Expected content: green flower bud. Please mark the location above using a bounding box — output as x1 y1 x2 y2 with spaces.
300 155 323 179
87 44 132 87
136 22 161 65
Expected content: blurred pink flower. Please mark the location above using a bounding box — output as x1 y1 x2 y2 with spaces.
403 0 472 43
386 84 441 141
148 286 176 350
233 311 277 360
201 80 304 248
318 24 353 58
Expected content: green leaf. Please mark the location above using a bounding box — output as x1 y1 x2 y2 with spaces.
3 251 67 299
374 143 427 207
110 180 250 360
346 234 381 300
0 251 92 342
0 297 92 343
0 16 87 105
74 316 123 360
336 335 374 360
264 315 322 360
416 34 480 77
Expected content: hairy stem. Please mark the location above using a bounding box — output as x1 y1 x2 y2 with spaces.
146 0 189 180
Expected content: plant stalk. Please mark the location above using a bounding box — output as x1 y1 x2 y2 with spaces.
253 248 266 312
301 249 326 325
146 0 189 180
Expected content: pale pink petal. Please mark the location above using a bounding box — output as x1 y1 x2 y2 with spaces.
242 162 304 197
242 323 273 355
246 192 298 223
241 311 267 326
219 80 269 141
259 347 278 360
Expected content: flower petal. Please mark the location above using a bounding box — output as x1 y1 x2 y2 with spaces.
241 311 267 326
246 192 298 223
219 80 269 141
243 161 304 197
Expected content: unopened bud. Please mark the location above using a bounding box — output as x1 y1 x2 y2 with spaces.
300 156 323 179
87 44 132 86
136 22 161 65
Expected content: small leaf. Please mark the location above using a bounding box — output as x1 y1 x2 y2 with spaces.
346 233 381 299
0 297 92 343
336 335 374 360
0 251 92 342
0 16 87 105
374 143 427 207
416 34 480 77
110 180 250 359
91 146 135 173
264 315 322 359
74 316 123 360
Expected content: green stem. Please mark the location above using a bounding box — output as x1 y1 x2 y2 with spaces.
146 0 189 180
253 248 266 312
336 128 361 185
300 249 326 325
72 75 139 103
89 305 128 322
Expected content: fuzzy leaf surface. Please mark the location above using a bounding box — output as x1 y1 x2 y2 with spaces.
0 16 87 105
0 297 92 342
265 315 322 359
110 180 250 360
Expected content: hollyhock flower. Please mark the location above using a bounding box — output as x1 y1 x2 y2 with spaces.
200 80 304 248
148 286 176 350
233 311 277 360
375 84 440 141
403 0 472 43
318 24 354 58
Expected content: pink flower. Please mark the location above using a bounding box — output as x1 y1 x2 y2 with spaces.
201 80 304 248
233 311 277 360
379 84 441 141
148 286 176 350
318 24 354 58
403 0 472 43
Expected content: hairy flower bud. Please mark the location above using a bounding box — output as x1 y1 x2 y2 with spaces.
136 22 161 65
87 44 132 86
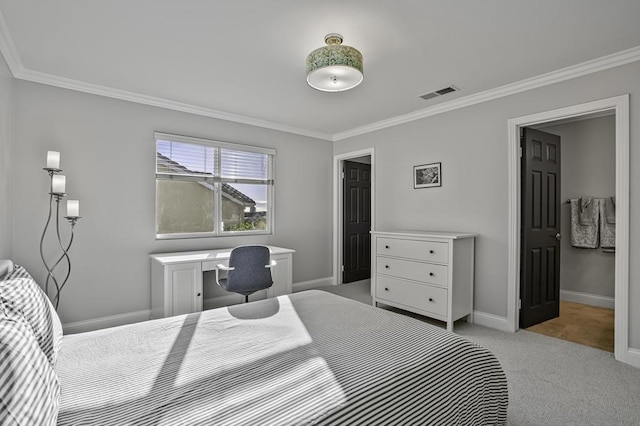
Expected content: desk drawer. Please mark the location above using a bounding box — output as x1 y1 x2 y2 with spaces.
376 257 448 287
377 237 448 263
202 260 227 271
376 275 447 317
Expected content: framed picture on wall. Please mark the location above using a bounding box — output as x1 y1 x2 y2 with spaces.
414 162 442 189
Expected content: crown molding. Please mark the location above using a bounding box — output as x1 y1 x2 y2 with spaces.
1 8 638 144
14 68 334 141
333 45 640 141
0 12 333 142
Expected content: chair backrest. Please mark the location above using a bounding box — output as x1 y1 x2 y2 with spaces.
225 246 273 294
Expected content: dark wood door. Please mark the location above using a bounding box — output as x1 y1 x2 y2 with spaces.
343 160 371 283
520 128 561 328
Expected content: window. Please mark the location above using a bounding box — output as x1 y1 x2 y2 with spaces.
155 132 274 238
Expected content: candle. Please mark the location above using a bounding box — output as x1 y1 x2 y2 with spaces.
51 175 66 194
46 151 60 169
67 200 79 217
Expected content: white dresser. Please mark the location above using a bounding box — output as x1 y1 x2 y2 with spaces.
371 231 475 331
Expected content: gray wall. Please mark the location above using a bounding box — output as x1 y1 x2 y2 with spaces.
334 60 640 348
0 55 12 259
543 116 615 298
10 81 333 324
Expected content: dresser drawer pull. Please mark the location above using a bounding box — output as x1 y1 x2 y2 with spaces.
428 297 434 302
385 265 390 269
384 287 389 291
429 250 435 254
429 272 434 276
385 245 390 249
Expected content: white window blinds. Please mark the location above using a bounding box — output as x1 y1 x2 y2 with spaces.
156 140 218 177
220 148 269 181
155 133 274 184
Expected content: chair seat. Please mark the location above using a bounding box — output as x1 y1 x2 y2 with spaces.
218 277 272 296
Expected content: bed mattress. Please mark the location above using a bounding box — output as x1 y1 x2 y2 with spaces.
56 290 507 425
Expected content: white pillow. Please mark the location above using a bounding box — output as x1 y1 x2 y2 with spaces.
0 259 13 279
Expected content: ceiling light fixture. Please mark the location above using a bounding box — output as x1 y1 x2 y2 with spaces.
306 33 363 92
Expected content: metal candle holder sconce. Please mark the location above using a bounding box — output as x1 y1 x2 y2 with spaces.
40 151 81 310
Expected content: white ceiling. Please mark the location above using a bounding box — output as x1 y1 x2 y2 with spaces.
1 1 640 141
· · · · ·
◆ **AIM OF THE EXERCISE**:
Give back the listing exactly, with the pictures removed.

◆ **ANSWER BOX**:
Expected content: green flower bud. Please mark the location above using a bounding box — output as x1 y1 x2 y2 with spaces.
300 155 323 179
87 44 132 87
136 22 161 65
Expected content: blurred pink flower. Please mark the location above using a bounding box — output as x1 y1 x2 y2 with spaces.
403 0 472 43
386 84 441 141
148 286 176 350
233 311 277 360
201 80 304 248
318 24 353 58
Expected content: green leaf. Please mark the location above using a bounding box — output as x1 y1 x2 y2 with spaces.
3 251 67 299
374 143 427 207
110 180 250 360
346 234 381 300
0 251 92 342
0 297 92 343
0 16 87 105
74 316 123 360
336 335 374 360
264 315 322 360
416 34 480 77
Expected content: hairy stem. Please mark the location above using a bounding box — output as x1 y1 x2 y2 with spaces.
146 0 189 180
Expected content: plant stalk. Please mark the location above using a bounding box — output as x1 y1 x2 y2 with spaces.
253 248 266 312
301 249 326 325
146 0 189 180
Expected content: pale pink petal. Please mark the location above using a bounding box — output as x1 y1 x2 y2 with spaces.
242 162 304 197
242 323 273 355
246 192 298 223
241 311 267 326
219 80 269 141
259 347 278 360
Expected content: flower petal. Please mark the location above using a bounding box — output as x1 y1 x2 y2 with spaces.
241 311 267 326
246 192 298 223
219 80 269 141
243 161 304 197
Expected content: unopened bud. Please mark the location above using a bounding box — output as x1 y1 x2 y2 with spaces.
300 156 323 179
87 44 132 86
136 22 161 65
Expected content: small leaf. Please mark the location above using a bounding box — output as x1 y1 x2 y2 with spaces.
346 233 381 299
0 297 92 343
336 335 374 360
0 251 92 342
0 16 87 105
374 143 427 207
416 34 480 77
110 180 250 359
91 146 135 173
264 315 322 359
74 316 123 360
Expected content: green stem. Please mark the location above using a bounding box — output as x1 y1 x2 y2 with spaces.
146 0 189 180
253 248 266 312
336 128 361 185
300 249 326 325
72 75 139 103
89 305 128 322
Expected content: fuzzy leaf surface. Please mark the location above using a bounding box — output as x1 y1 x2 y2 with spaces.
0 16 87 105
0 297 92 342
265 315 322 359
110 180 250 360
Expected content: hollyhock flower. Please mark the location above using a bounding box — output as x1 y1 x2 y2 with spaces.
200 80 304 248
148 286 176 350
233 311 277 360
375 84 440 141
403 0 472 43
318 24 354 58
Expected content: pink flower. Please mark the location above using a bounding box — output as x1 y1 x2 y2 with spaces.
201 80 304 248
233 311 277 360
379 84 441 141
148 286 176 350
318 24 354 58
403 0 472 43
Expected content: hairy flower bud. Please mark the location above using a bounding box — output as x1 y1 x2 y2 with spaces.
136 22 161 65
87 44 132 86
Expected content: desk drawer. Please mark the location above using a bounding box — output as x1 y1 x2 y2 with spaces.
376 257 448 287
377 237 448 263
202 260 227 271
376 275 447 317
Expected content: framed picture on wall. Please mark the location above using a bounding box — output as x1 y1 x2 y2 with spaces.
414 162 442 189
Expected content: crown molding. Please mark the location above using a bounding box — output as x1 y1 x2 y2 with spaces.
1 8 638 144
14 68 334 141
333 45 640 141
0 12 333 142
Expected content: chair backrest. Please mark the location above using a bounding box — output as x1 y1 x2 y2 with spaces.
225 246 273 294
Expected content: dark wood door. Please mark the location above using a bounding box — output as x1 y1 x2 y2 with spaces.
343 160 371 283
520 128 561 328
Expected content: window. Please mark the location above using a bounding box — output as x1 y1 x2 y2 with spaces.
155 132 274 238
Expected content: candle. Please mark the location above using a bounding box — output as x1 y1 x2 y2 with spaces.
51 175 66 194
46 151 60 169
67 200 79 217
Expected content: white dresser. Please mark the location above using a bounding box — output as x1 y1 x2 y2 with spaces.
371 231 475 331
Expected content: gray wall. Please mark the location above using a bounding box — output as x1 y1 x2 y2 with spaces.
334 60 640 348
0 55 12 259
543 116 615 298
10 81 333 324
Expected content: dresser drawer pull. Please mark the location above using a bounding box — output as x1 y1 x2 y2 with spaces.
428 297 434 302
385 265 390 269
384 287 389 291
429 250 435 254
429 272 434 276
385 245 390 249
Expected content: white window blinds. Please mark the location above using a bounding box — output as x1 y1 x2 y2 with spaces.
156 140 218 177
220 148 269 181
155 133 274 184
Expected content: chair seat. Please mark the location above using a bounding box — output as x1 y1 x2 y2 with spaces.
218 277 272 296
Expected content: bed mattress. Please mark the location above using a bounding box — output as x1 y1 x2 y2 with spaces.
56 290 507 425
Expected content: white pillow. Please mark the location above using a bounding box — output as x1 y1 x2 y2 with spaces.
0 259 13 279
Expected content: ceiling light fixture. Please mark the location above using a bounding box — output as x1 y1 x2 y2 with spaces.
306 33 363 92
Expected content: metal candle holder sconce. Please mark the location above using a bounding box — output as x1 y1 x2 y2 with spaces.
40 151 81 310
Expected content: white ceiling. Please mark the location above using a bounding box — output as x1 y1 x2 y2 with spaces.
1 1 640 141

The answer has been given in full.